Alcune esperienze in corso nel contesto italiano dimostrano come gli agricoltori che adottano il no-till siano in grado di valorizzare questi aspetti grazie alla loro particolare attitudine a fare rete e a condividere esperienze e risultati (Marandola et al., 2009). I tecnici della consulenza e gli agricoltori «pionieri» sono pertanto chiamati a svolgere il ruolo di animatori locali per convincere i colleghi che l’agricoltura conservativa è un modo possibile, conveniente e opportuno di coltivare. Questo richiama la necessità di realizzare visite ai campi, di mostrare il funzionamento delle macchine e di dimostrare i benefici connessi all’adozione della semina su sodo.

Come e cosa fare per iniziare

Una delle principali cose da fare in vista di una conversione aziendale alla semina su sodo è la definizione di un buon programma di rotazioni colturali.

□ □ □

» OBIETTIVO DICHIARATO 1: Secondo il testo sulla semina su sodo, qual è una delle principali cose da fare in vista di una conversione aziendale a questa tecnica?
» OBIETTIVO DICHIARATO 2:
Stabilisci se le affermazioni seguenti concordano con il testo sulla semina su sodo. Per ciascuna rispondi sì o no e cita le parole del testo che lo dimostrano.
(a) I tecnici della consulenza e gli agricoltori pionieri devono fare da animatori locali.
(b) Gli agricoltori che adottano il no-till tendono a lavorare isolati, senza condividere i risultati.
(c) Tra le attività necessarie c'è quella di mostrare il funzionamento delle macchine.

» ESTRATTO DATI:
□ □ □

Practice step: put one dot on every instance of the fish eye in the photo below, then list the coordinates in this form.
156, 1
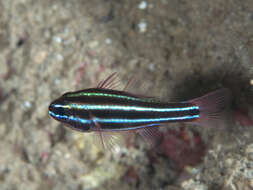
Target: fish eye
59, 110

□ □ □

» RISPOSTA FINALE 1: La definizione di un buon programma di rotazioni colturali.

» RISPOSTA FINALE 2:
(a) Sì: "I tecnici della consulenza e gli agricoltori «pionieri» sono pertanto chiamati a svolgere il ruolo di animatori locali"
(b) No: "grazie alla loro particolare attitudine a fare rete e a condividere esperienze e risultati"
(c) Sì: "di mostrare il funzionamento delle macchine"